--- TRAVAIL À FAIRE ---
1. Relevez toutes les références de pages données entre parenthèses dans l'extrait sur le PCF.
2. Recopiez fidèlement le passage de l'extrait sur le PCF qui commence par « En tout état » et se poursuit jusqu'à « méthodologique fort instructive. ».

--- EXTRAIT DU DOCUMENT ---

En tout état de cause, les trois premiers chapitres, « résolument descriptifs », tiennent-ils à préciser, veulent prendre la mesure des « mutations de l’organisation, l’évolution des effectifs et la régression électorale » qu’a connues le parti, cependant que les deux derniers cherchent à poser le moment présent dans un contexte général : « quels étaient les facteurs de la puissance passée du PCF ? Et quels sont les facteurs de son impuissance présente ? » ; doit-on parler, pour en rendre compte, d’une « inadéquation du PCF aux évolutions de la société » ou des « errements de [sa] stratégie » (p. 18-19) ? L’appréciation de l’évolution des effectifs donne lieu, en plus, à une discussion méthodologique fort instructive.

On apprend ainsi qu’en 1978 l’organisation de base reposait sur quelque 28 000 cellules, dont peut-être 10 000 dans les entreprises, cependant que, « à l’exception de l’immédiat après-guerre […], l’apogée des effectifs du Parti communiste se situe entre 1978 et 1980 », officiellement « 762 864 adhérents » en 1979 (p. 23, 47). Ces données sont d’une grande valeur pour l’analyse du mouvement ouvrier, parce qu’elles expriment à nouveau ce qui a pu être établi ailleurs : la crise majeure que connaîtront les partis ouvriers traditionnels à partir des années 1980 ne peut être vue comme le produit d’un long processus de désaffection de leurs membres et des électorats à leur endroit. Les scores globaux additionnés s’accroissaient plutôt systématiquement depuis la seconde moitié des années 1960, même si, en France, ce fut finalement au profit de la social-démocratie. Durant la IVe République, le Parti communiste français ne recueillit jamais moins de « 25 % des suffrages exprimés » (p. 63), cependant que les socialistes, on s’en souviendra, furent beaucoup plus faibles ; le PCF connut un recul, dès le départ, avec la Ve République, mais son vote s’y « stabili[sa] […] entre 20 et 22,5 % des suffrages » (p. 64) ; c’était d’ailleurs toujours le cas en 1978, mais cette fois il perdait « électoralement » sa place de premier parti de gauche au profit du Parti socialiste (PS) de François Mitterrand. « La chute électorale ne fera que s’accentuer par la suite » (p. 65-67). Quoi qu’il en soit, notons qu’à partir des années 1980, les difficultés du PCF sont, pour une part, des difficultés qui vont frapper aussi les autres formations de gauche ; elles surviennent alors comme un renversement de tendance et non comme un aboutissement, ce qui est à nouveau saisissant avec les chiffres qu’apportent ici M.-C. Lavabre et F. Platone.

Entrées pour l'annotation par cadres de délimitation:
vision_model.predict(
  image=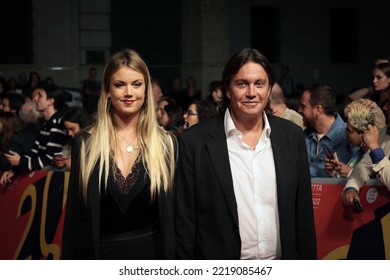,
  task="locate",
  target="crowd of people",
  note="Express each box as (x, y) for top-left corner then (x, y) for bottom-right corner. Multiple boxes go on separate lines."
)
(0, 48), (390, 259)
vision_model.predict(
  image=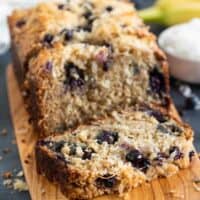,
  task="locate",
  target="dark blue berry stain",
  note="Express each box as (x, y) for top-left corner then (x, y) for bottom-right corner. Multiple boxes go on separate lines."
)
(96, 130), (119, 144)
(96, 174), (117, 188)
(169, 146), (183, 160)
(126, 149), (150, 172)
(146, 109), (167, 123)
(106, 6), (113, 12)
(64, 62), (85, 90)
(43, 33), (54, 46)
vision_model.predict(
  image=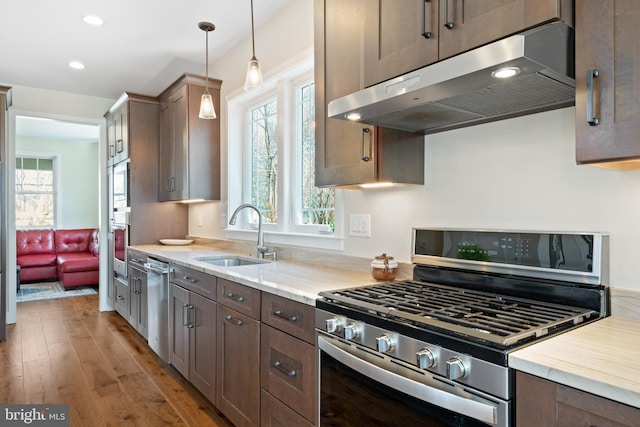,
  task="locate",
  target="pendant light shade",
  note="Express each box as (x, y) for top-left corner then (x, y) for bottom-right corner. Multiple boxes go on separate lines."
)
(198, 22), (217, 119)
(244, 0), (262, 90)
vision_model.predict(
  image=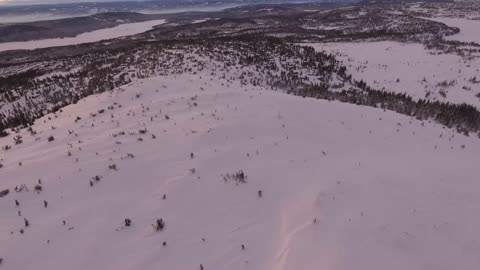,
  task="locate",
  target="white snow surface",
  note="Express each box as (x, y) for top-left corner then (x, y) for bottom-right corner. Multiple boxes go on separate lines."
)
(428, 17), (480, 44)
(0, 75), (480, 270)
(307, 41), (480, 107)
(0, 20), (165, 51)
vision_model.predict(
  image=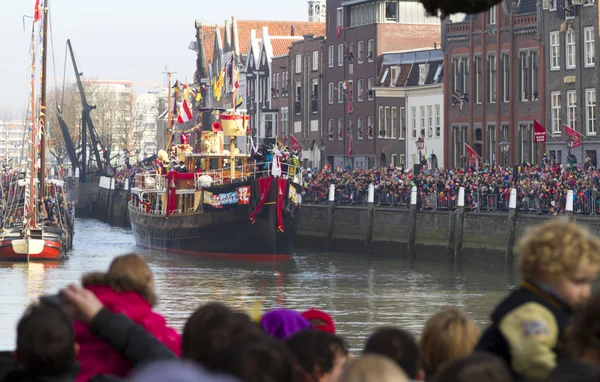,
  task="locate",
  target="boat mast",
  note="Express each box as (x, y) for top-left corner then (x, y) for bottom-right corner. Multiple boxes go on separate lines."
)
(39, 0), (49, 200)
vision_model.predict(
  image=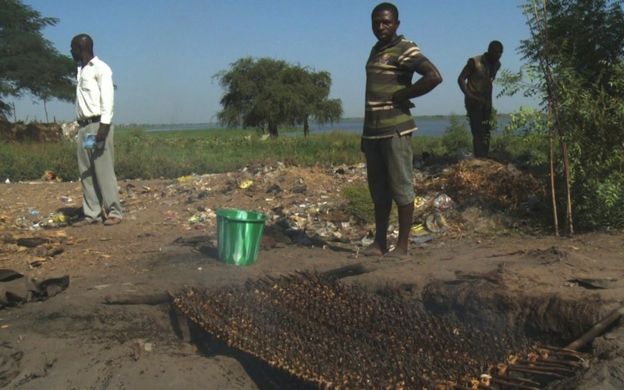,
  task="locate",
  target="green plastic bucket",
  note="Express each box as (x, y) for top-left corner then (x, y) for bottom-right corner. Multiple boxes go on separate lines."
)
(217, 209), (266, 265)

--- CORRIGÉS ---
1. p. 18-19 ; p. 23, 47 ; p. 63 ; p. 64 ; p. 65-67

2.
En tout état de cause, les trois premiers chapitres, « résolument descriptifs », tiennent-ils à préciser, veulent prendre la mesure des « mutations de l’organisation, l’évolution des effectifs et la régression électorale » qu’a connues le parti, cependant que les deux derniers cherchent à poser le moment présent dans un contexte général : « quels étaient les facteurs de la puissance passée du PCF ? Et quels sont les facteurs de son impuissance présente ? » ; doit-on parler, pour en rendre compte, d’une « inadéquation du PCF aux évolutions de la société » ou des « errements de [sa] stratégie » (p. 18-19) ? L’appréciation de l’évolution des effectifs donne lieu, en plus, à une discussion méthodologique fort instructive.